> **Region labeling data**

%%

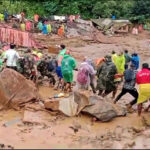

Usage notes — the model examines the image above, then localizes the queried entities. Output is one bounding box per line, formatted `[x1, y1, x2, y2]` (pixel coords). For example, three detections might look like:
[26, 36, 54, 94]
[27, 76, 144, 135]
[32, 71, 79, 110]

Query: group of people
[77, 50, 150, 115]
[0, 10, 65, 36]
[0, 44, 150, 115]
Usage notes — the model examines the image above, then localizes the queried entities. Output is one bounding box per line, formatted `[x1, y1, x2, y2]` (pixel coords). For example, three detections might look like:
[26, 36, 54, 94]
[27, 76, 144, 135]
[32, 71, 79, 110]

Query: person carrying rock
[55, 44, 66, 90]
[77, 58, 96, 93]
[114, 64, 138, 111]
[124, 50, 131, 69]
[136, 63, 150, 116]
[114, 52, 125, 74]
[97, 55, 117, 96]
[131, 53, 140, 70]
[4, 44, 20, 71]
[37, 57, 56, 85]
[61, 51, 76, 92]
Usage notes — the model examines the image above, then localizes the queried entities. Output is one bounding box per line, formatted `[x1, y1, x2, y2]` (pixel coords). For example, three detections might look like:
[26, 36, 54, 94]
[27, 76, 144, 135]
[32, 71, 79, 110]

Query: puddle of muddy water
[0, 86, 150, 149]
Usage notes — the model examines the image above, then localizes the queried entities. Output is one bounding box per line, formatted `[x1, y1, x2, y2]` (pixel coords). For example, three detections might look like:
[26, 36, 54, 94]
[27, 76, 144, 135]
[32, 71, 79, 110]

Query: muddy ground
[0, 31, 150, 149]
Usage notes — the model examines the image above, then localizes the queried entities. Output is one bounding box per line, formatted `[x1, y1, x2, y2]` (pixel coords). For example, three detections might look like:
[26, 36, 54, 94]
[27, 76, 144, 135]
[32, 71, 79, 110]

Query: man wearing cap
[4, 44, 20, 71]
[136, 63, 150, 116]
[97, 55, 117, 96]
[114, 64, 138, 110]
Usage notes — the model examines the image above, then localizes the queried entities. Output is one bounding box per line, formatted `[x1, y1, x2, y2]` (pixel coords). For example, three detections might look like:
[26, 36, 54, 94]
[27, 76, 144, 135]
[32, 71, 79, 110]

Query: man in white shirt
[4, 44, 20, 70]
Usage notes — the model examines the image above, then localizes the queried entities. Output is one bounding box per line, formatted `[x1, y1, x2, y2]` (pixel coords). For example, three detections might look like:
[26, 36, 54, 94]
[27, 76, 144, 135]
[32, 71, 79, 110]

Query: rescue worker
[4, 44, 20, 71]
[55, 44, 66, 90]
[114, 64, 138, 110]
[114, 52, 125, 74]
[97, 55, 117, 96]
[61, 51, 76, 92]
[131, 53, 140, 70]
[111, 51, 117, 64]
[124, 50, 131, 69]
[37, 57, 56, 85]
[77, 59, 96, 93]
[136, 63, 150, 116]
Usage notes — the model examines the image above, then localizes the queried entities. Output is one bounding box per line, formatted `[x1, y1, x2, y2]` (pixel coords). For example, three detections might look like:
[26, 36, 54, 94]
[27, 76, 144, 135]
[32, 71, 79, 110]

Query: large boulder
[82, 96, 126, 122]
[0, 69, 38, 109]
[45, 90, 126, 122]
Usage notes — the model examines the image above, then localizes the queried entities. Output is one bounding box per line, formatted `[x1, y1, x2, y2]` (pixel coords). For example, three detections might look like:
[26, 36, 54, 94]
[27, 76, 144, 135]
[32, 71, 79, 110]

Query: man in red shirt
[136, 63, 150, 116]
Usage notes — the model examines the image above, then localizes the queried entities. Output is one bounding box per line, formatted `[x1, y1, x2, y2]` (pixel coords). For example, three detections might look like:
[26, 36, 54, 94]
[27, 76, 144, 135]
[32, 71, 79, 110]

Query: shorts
[56, 66, 63, 79]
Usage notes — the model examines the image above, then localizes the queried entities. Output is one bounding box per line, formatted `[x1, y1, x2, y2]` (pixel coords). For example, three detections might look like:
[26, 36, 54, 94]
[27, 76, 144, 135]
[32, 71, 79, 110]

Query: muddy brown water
[0, 33, 150, 149]
[0, 86, 149, 149]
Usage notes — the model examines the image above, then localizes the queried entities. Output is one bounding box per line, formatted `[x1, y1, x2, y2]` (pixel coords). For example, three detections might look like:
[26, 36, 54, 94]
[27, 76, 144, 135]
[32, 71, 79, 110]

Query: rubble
[44, 90, 126, 122]
[0, 69, 39, 109]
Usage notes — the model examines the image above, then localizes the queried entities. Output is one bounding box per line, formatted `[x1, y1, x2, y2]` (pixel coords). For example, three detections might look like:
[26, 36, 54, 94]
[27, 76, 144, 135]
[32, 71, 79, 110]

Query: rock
[44, 91, 90, 116]
[82, 97, 117, 122]
[44, 99, 61, 111]
[0, 69, 38, 108]
[23, 110, 53, 124]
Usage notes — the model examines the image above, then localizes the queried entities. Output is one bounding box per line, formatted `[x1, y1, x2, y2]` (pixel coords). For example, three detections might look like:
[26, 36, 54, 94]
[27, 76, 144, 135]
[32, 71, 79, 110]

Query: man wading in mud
[4, 44, 20, 71]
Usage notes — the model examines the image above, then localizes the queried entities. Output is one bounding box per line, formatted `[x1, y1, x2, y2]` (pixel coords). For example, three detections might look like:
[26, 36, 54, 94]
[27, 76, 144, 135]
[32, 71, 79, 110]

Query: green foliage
[131, 0, 150, 23]
[0, 0, 150, 23]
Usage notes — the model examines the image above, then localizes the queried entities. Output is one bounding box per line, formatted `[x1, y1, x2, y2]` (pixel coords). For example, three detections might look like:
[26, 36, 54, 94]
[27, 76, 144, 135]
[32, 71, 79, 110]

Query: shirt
[123, 69, 137, 90]
[5, 49, 20, 67]
[136, 68, 150, 84]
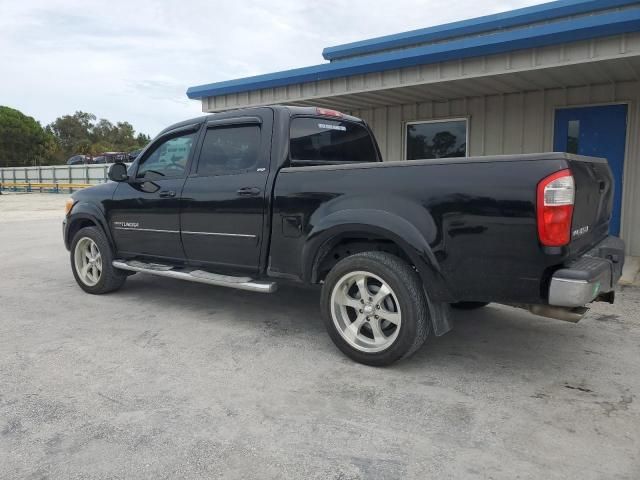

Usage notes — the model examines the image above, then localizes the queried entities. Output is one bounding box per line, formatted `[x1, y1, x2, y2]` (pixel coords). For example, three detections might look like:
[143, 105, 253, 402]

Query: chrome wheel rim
[74, 237, 102, 287]
[331, 271, 402, 353]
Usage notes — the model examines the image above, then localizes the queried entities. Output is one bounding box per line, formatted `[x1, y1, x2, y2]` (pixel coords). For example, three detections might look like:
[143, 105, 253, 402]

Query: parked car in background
[67, 155, 91, 165]
[102, 152, 129, 163]
[129, 148, 143, 162]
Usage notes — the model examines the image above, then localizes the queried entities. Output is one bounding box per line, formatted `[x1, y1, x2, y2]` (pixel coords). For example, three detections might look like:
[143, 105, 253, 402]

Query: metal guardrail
[0, 164, 111, 193]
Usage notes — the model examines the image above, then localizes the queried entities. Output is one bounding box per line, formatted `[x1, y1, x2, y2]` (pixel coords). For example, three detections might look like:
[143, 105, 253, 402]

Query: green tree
[49, 111, 96, 156]
[0, 106, 53, 167]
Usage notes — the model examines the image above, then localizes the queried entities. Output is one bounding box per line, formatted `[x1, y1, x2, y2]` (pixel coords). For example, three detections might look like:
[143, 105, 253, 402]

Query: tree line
[0, 106, 150, 167]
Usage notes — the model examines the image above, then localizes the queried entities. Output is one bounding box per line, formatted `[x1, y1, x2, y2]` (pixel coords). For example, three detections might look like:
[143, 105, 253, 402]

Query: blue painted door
[553, 105, 627, 235]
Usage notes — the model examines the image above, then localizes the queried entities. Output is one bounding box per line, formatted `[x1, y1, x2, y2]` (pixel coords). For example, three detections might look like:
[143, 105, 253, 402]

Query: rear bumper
[549, 236, 624, 307]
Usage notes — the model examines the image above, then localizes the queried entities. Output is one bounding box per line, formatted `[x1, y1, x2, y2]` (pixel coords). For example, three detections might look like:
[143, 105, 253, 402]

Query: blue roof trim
[322, 0, 638, 60]
[187, 8, 640, 99]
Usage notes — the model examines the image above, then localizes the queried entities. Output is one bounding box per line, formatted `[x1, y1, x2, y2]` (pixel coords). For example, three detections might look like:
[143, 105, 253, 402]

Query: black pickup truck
[63, 106, 624, 365]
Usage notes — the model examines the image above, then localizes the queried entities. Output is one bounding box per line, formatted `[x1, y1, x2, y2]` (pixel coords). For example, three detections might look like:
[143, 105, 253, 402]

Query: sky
[0, 0, 542, 137]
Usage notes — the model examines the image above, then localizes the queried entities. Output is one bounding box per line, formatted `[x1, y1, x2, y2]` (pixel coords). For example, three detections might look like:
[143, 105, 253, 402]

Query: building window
[405, 119, 467, 160]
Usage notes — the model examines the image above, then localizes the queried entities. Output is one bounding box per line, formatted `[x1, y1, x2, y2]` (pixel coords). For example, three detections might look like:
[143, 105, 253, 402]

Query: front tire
[320, 252, 430, 366]
[71, 227, 127, 295]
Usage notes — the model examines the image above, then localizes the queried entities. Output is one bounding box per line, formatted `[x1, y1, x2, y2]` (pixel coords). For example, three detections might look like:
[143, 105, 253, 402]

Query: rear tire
[71, 227, 127, 295]
[451, 302, 489, 310]
[320, 252, 431, 366]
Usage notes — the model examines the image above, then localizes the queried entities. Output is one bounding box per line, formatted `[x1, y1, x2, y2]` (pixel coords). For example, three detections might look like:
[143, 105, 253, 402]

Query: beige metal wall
[351, 81, 640, 256]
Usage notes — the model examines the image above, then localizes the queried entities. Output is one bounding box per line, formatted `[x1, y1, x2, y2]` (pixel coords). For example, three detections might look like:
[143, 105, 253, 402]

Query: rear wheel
[321, 252, 430, 366]
[71, 227, 127, 295]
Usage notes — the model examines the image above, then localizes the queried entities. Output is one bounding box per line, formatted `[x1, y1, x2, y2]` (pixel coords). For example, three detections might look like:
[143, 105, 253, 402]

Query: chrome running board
[112, 260, 278, 293]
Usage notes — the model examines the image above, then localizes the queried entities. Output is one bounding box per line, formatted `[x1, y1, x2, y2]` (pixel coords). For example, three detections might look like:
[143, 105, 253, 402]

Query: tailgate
[567, 155, 613, 254]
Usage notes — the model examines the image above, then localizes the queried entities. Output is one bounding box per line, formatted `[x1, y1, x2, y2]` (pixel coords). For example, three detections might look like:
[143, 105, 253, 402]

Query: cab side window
[196, 125, 260, 176]
[136, 132, 196, 179]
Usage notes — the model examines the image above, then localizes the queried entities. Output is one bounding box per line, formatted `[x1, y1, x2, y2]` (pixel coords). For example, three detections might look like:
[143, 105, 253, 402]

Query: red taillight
[316, 107, 343, 118]
[537, 170, 575, 247]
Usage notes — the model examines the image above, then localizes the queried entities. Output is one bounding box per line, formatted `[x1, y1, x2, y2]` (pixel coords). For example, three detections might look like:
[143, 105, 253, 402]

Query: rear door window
[290, 117, 378, 166]
[196, 125, 260, 176]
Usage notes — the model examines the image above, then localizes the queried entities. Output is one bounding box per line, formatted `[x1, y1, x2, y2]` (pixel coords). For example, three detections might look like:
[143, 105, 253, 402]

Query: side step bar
[112, 260, 278, 293]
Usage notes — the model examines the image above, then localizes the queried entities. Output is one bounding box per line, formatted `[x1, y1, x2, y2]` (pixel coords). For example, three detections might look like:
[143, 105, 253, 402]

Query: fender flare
[302, 209, 453, 301]
[64, 202, 115, 251]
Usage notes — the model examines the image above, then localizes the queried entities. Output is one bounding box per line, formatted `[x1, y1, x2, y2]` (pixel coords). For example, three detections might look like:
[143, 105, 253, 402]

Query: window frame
[189, 116, 264, 178]
[131, 123, 202, 183]
[284, 114, 383, 168]
[402, 116, 471, 162]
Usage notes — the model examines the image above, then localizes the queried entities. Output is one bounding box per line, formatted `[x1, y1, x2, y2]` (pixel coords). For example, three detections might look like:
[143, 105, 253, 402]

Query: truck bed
[270, 152, 613, 303]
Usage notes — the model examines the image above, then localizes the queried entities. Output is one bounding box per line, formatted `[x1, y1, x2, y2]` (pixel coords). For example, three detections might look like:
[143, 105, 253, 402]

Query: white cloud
[0, 0, 538, 135]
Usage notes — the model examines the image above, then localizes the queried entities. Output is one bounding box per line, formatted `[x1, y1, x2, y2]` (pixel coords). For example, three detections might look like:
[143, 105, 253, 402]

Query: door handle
[237, 187, 261, 197]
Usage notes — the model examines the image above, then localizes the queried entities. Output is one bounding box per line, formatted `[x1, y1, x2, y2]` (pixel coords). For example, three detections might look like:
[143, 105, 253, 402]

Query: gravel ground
[0, 195, 640, 480]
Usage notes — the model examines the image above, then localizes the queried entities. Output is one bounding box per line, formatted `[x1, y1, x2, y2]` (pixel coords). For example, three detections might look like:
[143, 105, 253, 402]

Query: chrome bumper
[549, 236, 624, 307]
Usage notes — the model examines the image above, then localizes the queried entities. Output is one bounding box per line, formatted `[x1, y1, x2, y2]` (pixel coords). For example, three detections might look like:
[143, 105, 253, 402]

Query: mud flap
[427, 295, 453, 337]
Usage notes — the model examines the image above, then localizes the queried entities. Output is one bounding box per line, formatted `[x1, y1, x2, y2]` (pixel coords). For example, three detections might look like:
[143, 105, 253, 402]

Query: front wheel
[321, 252, 430, 366]
[71, 227, 127, 295]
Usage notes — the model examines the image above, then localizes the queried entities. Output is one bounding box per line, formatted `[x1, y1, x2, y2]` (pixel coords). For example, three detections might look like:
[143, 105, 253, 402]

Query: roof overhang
[187, 7, 640, 99]
[322, 0, 637, 61]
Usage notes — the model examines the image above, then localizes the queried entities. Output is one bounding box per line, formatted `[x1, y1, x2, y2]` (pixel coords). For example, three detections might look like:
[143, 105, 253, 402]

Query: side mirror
[108, 163, 129, 182]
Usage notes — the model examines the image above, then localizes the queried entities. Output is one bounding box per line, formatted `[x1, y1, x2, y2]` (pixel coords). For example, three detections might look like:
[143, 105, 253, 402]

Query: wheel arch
[64, 203, 115, 251]
[303, 209, 452, 301]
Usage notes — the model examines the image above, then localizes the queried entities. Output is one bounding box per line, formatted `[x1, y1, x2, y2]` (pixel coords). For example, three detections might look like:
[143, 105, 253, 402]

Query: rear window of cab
[289, 117, 378, 166]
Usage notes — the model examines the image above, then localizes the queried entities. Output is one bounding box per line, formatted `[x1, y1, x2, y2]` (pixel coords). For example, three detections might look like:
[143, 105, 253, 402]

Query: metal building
[187, 0, 640, 256]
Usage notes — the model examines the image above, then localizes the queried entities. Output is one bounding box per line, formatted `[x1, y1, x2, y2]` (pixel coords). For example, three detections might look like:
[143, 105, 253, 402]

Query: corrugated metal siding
[202, 32, 640, 112]
[351, 82, 640, 255]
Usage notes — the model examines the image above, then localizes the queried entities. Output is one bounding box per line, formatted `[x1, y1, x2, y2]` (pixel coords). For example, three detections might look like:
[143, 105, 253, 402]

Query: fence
[0, 164, 111, 192]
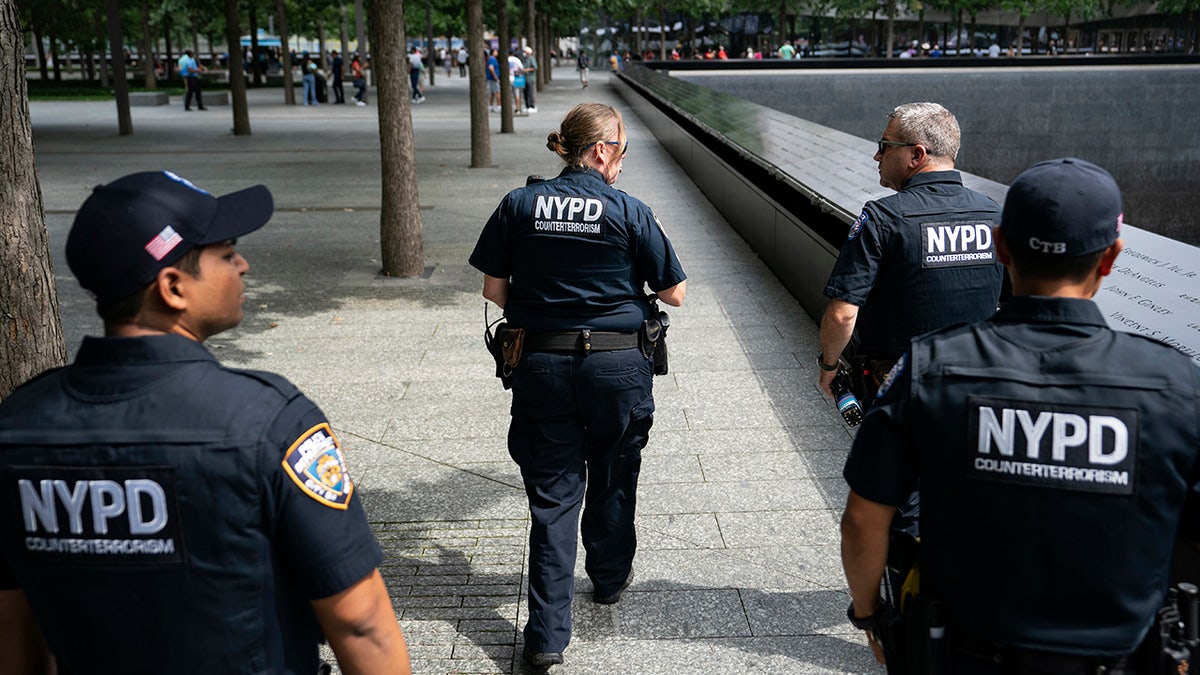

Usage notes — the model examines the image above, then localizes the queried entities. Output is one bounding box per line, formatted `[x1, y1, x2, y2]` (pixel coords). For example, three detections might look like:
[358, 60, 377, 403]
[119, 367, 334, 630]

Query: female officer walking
[470, 103, 685, 667]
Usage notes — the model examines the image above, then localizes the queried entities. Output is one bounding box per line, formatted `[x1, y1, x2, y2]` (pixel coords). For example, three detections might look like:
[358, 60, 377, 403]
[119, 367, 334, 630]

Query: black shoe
[524, 650, 563, 668]
[592, 571, 634, 604]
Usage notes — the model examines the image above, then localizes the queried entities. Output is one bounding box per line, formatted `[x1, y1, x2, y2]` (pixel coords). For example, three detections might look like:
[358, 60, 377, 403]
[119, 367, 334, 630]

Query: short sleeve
[824, 203, 890, 306]
[468, 193, 512, 279]
[842, 358, 917, 507]
[264, 396, 383, 599]
[637, 204, 688, 292]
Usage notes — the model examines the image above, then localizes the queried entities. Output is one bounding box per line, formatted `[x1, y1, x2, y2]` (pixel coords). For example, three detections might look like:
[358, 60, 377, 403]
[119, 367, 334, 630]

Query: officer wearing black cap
[842, 159, 1200, 675]
[470, 103, 686, 667]
[817, 103, 1003, 405]
[0, 172, 408, 675]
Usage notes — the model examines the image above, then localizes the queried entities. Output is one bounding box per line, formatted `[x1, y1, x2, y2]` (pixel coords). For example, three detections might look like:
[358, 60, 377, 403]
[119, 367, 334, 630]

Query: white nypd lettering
[17, 478, 168, 534]
[968, 396, 1138, 494]
[920, 221, 996, 268]
[533, 195, 604, 238]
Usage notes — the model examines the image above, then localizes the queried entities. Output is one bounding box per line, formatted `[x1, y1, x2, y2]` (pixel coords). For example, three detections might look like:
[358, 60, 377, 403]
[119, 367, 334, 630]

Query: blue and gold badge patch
[283, 422, 354, 509]
[846, 211, 871, 240]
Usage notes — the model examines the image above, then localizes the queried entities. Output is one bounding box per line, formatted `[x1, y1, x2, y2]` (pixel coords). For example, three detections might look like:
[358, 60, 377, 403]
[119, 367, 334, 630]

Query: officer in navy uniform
[470, 103, 686, 667]
[0, 172, 409, 675]
[817, 103, 1003, 406]
[841, 159, 1200, 675]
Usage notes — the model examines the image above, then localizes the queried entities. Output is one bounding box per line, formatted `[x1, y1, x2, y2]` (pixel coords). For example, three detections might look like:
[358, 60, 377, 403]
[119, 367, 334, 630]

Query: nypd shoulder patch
[283, 422, 354, 510]
[846, 211, 871, 240]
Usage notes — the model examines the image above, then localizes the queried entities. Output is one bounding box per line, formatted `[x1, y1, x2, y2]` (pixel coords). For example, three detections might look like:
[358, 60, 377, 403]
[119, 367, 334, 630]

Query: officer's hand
[817, 364, 841, 399]
[866, 631, 887, 665]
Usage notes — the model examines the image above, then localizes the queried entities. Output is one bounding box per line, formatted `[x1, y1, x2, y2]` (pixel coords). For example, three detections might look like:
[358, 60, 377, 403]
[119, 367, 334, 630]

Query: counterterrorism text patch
[964, 396, 1138, 495]
[5, 466, 184, 566]
[283, 422, 354, 510]
[533, 195, 605, 239]
[920, 220, 996, 269]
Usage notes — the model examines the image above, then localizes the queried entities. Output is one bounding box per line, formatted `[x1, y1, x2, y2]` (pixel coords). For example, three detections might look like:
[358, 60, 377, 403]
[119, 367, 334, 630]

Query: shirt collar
[900, 169, 962, 190]
[74, 335, 216, 366]
[992, 295, 1108, 327]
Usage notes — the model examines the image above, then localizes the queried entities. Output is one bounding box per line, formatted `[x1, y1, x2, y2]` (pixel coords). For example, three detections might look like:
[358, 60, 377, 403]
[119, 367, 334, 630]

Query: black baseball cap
[67, 171, 275, 306]
[1000, 157, 1124, 258]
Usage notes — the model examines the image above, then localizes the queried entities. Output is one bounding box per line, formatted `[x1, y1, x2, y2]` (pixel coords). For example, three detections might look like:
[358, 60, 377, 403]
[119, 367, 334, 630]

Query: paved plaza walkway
[30, 66, 882, 675]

%%

> **Description of the task**
Copy everything from the start of the data down to the line containing "[0, 31, 150, 149]", switching "muddy" to "wet" and leaving all else unchanged. Leave the pictures out.

> **Correct result**
Usage notes — the model examines the image above, then localizes the queried entities. Output is one bounding box per line, formatted `[x1, y1, x2, y2]` (pixel coords). For example, three detections might look like:
[26, 36, 54, 94]
[27, 76, 144, 135]
[32, 71, 79, 110]

Query: group of people
[77, 50, 150, 115]
[0, 10, 65, 36]
[0, 44, 150, 115]
Usage notes — the model examines the image above, then localizes the queried entities. Output is one bounding box per line, formatted `[x1, y1, x2, y2]` (pixel coords). For example, three detections might look like:
[26, 36, 54, 94]
[27, 76, 144, 135]
[32, 71, 79, 110]

Query: person carrying rock
[55, 44, 66, 90]
[77, 58, 96, 93]
[114, 64, 138, 111]
[124, 50, 131, 69]
[136, 63, 150, 116]
[114, 52, 125, 74]
[97, 55, 117, 96]
[131, 53, 140, 70]
[4, 44, 20, 71]
[37, 57, 56, 85]
[61, 51, 76, 92]
Usage notes — the model examines the image above, then localizes the queried entities. Output is one bounding box per line, formatted `[x1, y1, x2, y2]` (pixel coords). For example, three detections might look like:
[26, 36, 54, 94]
[27, 76, 144, 135]
[32, 71, 79, 110]

Query: puddle of wet water
[0, 86, 150, 149]
Usage notes — the model examines the image above, then localizes the queried entities. Output is one bounding box per line, formatted `[x1, y1, x2, y2]` (pixel coords). For example, three detections might look like:
[26, 36, 54, 94]
[27, 76, 144, 135]
[32, 71, 79, 110]

Query: wet ground
[0, 31, 150, 149]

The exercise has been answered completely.